* WHAT TO WORK ON *
Copy word for word the part of the records below that opens with the line containing "Phrase: shadow on ground" and runs through the end of the records.

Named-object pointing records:
========
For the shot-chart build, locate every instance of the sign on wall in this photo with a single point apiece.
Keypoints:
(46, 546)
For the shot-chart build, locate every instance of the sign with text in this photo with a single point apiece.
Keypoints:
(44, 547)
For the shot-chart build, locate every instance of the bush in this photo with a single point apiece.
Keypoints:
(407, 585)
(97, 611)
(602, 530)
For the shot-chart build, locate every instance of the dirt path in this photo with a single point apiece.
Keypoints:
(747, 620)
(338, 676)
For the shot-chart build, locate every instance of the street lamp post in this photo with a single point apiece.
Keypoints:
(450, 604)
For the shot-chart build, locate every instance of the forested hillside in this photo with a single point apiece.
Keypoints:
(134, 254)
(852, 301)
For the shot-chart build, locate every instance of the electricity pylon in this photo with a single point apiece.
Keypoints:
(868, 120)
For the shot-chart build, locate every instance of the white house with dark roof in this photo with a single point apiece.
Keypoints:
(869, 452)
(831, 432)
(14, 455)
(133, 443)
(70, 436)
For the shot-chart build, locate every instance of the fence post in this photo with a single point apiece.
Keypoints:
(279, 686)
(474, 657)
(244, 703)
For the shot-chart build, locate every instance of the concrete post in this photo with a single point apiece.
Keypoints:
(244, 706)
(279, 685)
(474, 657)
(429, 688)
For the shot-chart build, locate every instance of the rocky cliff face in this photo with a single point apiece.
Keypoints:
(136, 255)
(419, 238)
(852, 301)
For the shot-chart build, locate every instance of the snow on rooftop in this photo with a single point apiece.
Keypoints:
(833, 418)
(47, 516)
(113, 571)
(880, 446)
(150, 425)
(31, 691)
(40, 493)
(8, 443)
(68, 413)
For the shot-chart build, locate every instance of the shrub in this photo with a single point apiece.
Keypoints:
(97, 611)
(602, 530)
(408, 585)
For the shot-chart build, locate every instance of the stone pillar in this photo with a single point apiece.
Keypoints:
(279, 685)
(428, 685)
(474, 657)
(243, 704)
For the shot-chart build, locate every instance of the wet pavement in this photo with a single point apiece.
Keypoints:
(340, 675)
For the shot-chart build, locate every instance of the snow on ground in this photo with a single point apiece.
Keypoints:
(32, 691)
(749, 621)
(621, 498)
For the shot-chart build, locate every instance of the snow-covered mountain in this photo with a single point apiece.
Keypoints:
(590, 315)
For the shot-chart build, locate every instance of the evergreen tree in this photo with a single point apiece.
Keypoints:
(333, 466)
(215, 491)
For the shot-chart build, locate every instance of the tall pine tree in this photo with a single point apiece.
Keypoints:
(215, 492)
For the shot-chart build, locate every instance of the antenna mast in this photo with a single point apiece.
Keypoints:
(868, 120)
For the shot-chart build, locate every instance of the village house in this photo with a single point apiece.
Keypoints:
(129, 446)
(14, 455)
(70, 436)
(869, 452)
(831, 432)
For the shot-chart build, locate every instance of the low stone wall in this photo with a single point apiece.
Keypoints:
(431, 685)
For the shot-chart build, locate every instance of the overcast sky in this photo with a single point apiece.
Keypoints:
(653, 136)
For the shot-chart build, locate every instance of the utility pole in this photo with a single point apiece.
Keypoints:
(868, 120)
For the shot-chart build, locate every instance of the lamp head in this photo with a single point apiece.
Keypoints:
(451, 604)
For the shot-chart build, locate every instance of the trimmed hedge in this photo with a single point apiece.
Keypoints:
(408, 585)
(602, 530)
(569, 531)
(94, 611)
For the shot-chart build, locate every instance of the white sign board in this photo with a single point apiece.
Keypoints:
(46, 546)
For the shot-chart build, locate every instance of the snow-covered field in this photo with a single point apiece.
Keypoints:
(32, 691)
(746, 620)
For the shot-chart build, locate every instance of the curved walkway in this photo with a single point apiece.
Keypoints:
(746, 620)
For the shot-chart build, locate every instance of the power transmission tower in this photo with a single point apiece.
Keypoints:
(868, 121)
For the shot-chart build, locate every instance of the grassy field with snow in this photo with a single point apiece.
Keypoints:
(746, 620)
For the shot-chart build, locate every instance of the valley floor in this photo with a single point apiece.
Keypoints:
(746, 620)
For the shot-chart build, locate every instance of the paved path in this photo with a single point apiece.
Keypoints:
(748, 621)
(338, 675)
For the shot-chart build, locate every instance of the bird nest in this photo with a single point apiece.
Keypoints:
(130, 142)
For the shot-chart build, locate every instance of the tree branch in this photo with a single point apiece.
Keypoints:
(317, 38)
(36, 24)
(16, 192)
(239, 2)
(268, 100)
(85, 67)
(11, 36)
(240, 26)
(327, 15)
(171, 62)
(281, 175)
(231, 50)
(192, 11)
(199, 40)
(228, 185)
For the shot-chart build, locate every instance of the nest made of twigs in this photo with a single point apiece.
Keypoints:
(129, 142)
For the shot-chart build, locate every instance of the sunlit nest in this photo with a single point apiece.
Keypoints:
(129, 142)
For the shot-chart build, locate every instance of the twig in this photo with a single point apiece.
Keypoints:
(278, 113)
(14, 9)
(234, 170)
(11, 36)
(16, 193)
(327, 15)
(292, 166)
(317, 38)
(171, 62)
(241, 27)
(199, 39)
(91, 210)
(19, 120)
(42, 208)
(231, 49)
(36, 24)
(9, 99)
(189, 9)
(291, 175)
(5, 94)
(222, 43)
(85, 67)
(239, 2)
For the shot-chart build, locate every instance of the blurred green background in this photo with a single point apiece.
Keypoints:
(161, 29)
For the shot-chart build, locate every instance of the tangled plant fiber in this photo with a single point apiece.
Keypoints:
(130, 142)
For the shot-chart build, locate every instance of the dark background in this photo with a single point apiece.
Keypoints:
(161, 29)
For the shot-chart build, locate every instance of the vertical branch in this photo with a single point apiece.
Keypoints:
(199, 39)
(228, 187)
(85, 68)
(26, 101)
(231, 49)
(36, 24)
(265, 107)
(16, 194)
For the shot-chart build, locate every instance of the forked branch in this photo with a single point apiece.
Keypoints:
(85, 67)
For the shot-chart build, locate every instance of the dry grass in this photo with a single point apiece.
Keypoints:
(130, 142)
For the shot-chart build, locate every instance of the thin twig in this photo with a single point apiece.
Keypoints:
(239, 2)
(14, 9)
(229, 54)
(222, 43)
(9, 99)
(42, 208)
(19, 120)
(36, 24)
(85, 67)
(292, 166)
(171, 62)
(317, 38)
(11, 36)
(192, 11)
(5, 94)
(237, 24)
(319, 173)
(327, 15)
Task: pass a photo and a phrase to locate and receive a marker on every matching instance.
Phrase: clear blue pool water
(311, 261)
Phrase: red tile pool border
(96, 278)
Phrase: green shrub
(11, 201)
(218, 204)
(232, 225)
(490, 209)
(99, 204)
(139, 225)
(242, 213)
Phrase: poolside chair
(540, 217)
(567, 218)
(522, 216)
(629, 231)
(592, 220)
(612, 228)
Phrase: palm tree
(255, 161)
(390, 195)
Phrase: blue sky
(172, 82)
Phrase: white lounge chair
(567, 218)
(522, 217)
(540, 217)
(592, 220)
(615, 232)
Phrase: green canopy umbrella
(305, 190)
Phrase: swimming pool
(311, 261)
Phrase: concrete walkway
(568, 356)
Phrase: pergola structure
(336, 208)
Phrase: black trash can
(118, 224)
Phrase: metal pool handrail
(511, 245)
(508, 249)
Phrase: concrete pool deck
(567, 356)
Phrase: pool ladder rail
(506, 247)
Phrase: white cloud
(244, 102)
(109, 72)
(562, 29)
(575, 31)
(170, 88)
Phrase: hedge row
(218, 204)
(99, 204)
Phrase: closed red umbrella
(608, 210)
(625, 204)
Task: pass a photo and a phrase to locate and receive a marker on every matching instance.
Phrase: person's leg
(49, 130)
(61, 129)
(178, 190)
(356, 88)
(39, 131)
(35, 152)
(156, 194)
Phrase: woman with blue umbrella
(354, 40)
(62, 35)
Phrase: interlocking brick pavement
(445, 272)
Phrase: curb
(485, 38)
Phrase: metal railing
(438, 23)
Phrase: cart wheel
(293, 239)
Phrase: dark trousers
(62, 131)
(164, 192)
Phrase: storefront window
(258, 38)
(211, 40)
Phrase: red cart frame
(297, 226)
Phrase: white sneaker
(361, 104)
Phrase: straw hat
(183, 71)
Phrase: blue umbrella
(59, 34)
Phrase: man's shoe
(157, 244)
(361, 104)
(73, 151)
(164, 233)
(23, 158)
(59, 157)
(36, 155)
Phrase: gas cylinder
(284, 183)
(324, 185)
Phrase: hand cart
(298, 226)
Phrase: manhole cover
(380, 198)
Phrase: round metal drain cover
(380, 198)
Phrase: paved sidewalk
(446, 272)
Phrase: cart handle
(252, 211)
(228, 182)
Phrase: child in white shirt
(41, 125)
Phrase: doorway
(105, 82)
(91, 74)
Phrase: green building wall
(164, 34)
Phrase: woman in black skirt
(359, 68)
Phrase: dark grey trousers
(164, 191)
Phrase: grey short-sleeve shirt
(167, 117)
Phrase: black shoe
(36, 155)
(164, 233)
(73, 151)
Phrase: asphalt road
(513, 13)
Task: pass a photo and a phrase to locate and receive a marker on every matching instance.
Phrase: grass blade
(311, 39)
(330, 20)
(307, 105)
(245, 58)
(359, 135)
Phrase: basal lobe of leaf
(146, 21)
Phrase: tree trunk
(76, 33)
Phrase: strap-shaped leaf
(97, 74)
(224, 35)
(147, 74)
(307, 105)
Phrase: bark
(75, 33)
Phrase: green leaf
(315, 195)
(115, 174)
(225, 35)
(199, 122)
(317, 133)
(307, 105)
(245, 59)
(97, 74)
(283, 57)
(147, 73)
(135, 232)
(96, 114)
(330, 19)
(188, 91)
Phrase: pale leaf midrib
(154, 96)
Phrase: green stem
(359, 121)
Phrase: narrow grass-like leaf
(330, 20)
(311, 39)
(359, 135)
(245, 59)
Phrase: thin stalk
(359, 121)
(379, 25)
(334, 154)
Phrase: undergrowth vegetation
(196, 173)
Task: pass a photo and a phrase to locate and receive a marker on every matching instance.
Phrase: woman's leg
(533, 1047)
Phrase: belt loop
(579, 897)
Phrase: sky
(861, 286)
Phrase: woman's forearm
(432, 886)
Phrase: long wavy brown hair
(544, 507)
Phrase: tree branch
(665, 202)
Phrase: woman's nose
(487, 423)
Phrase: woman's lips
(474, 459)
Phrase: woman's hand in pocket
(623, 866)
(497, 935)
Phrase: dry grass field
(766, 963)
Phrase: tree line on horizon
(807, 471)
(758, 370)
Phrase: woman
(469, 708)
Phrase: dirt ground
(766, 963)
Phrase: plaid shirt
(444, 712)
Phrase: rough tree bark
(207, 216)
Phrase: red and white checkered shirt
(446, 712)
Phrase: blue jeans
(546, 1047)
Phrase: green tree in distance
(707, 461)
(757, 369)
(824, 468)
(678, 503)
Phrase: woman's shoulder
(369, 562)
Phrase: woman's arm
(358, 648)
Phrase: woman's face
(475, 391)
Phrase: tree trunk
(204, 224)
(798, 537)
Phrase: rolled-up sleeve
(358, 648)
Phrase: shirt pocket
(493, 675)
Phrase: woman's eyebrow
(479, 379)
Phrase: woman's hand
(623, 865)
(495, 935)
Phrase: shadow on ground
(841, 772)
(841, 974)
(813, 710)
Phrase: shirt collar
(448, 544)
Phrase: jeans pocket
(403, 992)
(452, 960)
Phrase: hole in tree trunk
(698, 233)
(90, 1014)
========
* RESULT OF THIS TASK *
Phrase: shadow on ground
(841, 772)
(841, 974)
(813, 710)
Phrase: shirt collar
(448, 544)
Phrase: jeans pocket
(403, 992)
(452, 960)
Phrase: hole in tree trunk
(698, 233)
(90, 1014)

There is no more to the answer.